Leaving out all pictures, write out word for word the lines from the one containing "Target: mouth" to the end of the data below.

[Material provided — start]

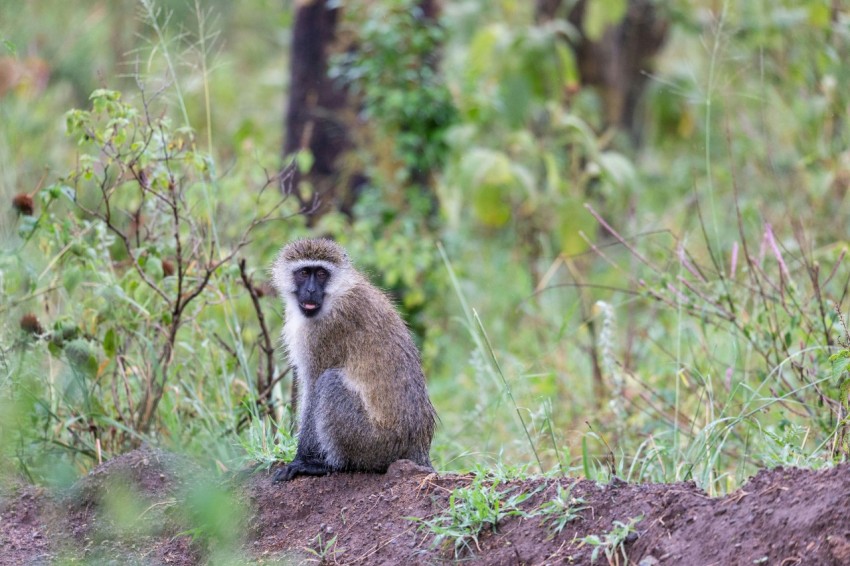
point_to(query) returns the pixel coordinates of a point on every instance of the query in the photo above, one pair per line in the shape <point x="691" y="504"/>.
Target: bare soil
<point x="782" y="516"/>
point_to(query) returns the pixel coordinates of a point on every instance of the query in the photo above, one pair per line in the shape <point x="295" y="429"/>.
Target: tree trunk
<point x="318" y="112"/>
<point x="619" y="62"/>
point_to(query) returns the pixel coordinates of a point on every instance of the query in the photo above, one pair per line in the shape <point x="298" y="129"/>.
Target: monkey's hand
<point x="300" y="468"/>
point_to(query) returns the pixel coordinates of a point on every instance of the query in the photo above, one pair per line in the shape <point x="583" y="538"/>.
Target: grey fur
<point x="363" y="399"/>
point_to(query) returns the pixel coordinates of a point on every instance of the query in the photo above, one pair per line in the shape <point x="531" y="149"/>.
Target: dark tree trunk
<point x="316" y="115"/>
<point x="619" y="62"/>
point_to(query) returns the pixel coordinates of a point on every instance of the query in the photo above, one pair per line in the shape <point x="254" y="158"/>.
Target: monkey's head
<point x="310" y="274"/>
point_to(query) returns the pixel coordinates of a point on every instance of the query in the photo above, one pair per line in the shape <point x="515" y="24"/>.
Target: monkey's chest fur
<point x="377" y="357"/>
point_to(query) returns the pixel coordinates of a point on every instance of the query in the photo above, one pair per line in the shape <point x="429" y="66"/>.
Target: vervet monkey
<point x="363" y="403"/>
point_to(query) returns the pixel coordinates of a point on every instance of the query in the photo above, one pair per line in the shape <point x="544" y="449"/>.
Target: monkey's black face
<point x="310" y="289"/>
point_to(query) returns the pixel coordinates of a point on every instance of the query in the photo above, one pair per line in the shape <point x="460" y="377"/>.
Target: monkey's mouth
<point x="309" y="309"/>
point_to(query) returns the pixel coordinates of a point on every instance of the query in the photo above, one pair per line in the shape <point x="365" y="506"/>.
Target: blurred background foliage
<point x="617" y="224"/>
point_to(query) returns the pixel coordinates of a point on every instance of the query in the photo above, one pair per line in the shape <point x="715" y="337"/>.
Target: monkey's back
<point x="365" y="337"/>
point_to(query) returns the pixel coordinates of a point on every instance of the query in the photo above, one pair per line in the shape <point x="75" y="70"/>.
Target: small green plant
<point x="474" y="510"/>
<point x="613" y="543"/>
<point x="324" y="552"/>
<point x="561" y="510"/>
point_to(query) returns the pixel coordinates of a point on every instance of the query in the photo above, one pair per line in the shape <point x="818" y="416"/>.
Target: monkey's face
<point x="310" y="284"/>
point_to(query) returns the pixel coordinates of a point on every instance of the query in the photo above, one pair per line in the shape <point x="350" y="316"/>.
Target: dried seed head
<point x="29" y="324"/>
<point x="23" y="204"/>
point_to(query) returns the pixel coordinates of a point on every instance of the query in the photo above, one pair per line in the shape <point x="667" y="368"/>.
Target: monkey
<point x="362" y="398"/>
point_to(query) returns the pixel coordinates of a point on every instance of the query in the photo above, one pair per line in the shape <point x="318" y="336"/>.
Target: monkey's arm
<point x="309" y="457"/>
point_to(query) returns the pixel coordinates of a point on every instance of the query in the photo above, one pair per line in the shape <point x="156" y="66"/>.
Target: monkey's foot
<point x="300" y="468"/>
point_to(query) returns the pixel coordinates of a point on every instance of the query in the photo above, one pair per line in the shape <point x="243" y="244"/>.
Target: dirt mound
<point x="782" y="516"/>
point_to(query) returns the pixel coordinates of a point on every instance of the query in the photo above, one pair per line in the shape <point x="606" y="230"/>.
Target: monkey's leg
<point x="309" y="457"/>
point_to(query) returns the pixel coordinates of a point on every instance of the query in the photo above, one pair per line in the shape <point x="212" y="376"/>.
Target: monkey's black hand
<point x="300" y="468"/>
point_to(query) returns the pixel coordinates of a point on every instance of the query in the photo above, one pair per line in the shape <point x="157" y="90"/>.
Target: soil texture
<point x="149" y="507"/>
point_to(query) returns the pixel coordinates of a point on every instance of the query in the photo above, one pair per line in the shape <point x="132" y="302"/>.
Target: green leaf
<point x="110" y="343"/>
<point x="71" y="277"/>
<point x="81" y="358"/>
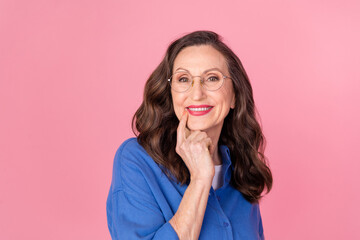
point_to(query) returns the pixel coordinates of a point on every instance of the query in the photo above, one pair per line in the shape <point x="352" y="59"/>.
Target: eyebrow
<point x="211" y="69"/>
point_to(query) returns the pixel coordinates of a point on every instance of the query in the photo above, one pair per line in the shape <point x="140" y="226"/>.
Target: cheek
<point x="177" y="105"/>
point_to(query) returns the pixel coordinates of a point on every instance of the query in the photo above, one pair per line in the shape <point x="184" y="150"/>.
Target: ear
<point x="232" y="106"/>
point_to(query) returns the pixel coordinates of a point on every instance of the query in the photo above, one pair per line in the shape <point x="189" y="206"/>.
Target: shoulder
<point x="132" y="165"/>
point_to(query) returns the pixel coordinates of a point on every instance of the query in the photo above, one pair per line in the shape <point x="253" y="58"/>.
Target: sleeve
<point x="132" y="211"/>
<point x="261" y="230"/>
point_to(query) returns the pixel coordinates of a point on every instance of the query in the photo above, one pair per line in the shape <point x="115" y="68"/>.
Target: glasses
<point x="211" y="80"/>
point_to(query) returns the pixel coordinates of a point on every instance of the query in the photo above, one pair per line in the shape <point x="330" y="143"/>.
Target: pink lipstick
<point x="199" y="110"/>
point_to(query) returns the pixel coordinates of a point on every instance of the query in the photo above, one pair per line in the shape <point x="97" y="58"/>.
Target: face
<point x="207" y="109"/>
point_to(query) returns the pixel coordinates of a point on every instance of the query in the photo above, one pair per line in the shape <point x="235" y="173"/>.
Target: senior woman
<point x="196" y="169"/>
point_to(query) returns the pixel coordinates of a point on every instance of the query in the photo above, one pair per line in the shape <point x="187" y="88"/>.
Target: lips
<point x="199" y="110"/>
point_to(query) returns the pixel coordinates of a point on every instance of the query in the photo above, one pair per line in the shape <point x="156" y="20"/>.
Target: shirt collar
<point x="226" y="160"/>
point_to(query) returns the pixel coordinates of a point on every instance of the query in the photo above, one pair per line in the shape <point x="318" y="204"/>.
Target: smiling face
<point x="207" y="109"/>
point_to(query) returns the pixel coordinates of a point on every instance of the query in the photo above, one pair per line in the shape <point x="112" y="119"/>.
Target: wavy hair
<point x="155" y="122"/>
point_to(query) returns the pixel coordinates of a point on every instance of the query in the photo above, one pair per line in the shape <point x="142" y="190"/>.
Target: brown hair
<point x="156" y="122"/>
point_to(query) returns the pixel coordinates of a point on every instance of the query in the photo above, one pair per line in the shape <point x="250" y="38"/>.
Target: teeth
<point x="199" y="109"/>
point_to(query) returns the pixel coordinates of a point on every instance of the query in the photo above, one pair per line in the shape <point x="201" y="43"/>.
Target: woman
<point x="196" y="169"/>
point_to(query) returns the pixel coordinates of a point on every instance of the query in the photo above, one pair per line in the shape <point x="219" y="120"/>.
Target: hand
<point x="195" y="148"/>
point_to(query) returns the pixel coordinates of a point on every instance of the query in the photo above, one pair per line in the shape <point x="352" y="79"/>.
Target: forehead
<point x="197" y="59"/>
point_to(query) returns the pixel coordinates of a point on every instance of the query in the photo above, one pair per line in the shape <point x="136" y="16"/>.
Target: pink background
<point x="72" y="74"/>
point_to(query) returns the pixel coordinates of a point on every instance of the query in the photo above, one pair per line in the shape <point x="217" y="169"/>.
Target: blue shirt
<point x="142" y="200"/>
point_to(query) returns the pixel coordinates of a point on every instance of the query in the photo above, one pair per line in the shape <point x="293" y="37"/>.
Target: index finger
<point x="182" y="129"/>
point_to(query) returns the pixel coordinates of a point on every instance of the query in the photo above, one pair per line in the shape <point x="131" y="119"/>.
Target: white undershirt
<point x="218" y="178"/>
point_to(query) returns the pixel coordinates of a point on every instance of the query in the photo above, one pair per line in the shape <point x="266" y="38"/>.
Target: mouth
<point x="199" y="110"/>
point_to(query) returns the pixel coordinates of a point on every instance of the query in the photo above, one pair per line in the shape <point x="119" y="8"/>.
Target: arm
<point x="195" y="152"/>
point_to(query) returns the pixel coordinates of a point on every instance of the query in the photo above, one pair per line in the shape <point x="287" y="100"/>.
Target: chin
<point x="196" y="126"/>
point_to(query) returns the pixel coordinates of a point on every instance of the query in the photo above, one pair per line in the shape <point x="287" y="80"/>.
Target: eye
<point x="213" y="78"/>
<point x="183" y="79"/>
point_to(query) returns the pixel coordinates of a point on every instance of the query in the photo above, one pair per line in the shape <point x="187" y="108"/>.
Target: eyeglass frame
<point x="201" y="79"/>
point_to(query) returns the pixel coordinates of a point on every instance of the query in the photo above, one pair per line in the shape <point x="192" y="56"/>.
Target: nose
<point x="197" y="91"/>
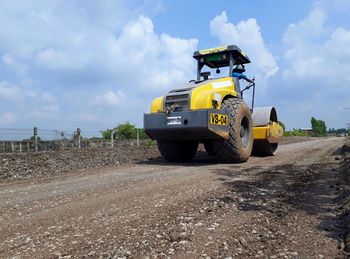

[Material provided — finish]

Answer area:
Target: mouth
<point x="199" y="110"/>
point_to(query) returns the pixel coordinates of a point on every instance of the query in the photo above, one pair per line in the shape <point x="119" y="8"/>.
Target: arm
<point x="195" y="152"/>
point_to(query) returns the pixel coordinates of a point on every instance of the query in the photo above, one pair per line in the shape <point x="287" y="100"/>.
Target: chin
<point x="196" y="126"/>
point_to(query) returns the pixel coordinates of a point on every instance of the query in the photo above, one pair per line in the shape <point x="287" y="80"/>.
Target: eye
<point x="213" y="78"/>
<point x="183" y="79"/>
point_to(query) returns the pixel coordinates of a point on every instance of the query in the photo above, one pair per line in the shape <point x="187" y="108"/>.
Target: eyeglass frame
<point x="201" y="79"/>
point_to(query) returns the pixel coordinates of a point on every instance of the query in the photo above, one pair per line in the shape <point x="192" y="56"/>.
Target: nose
<point x="197" y="91"/>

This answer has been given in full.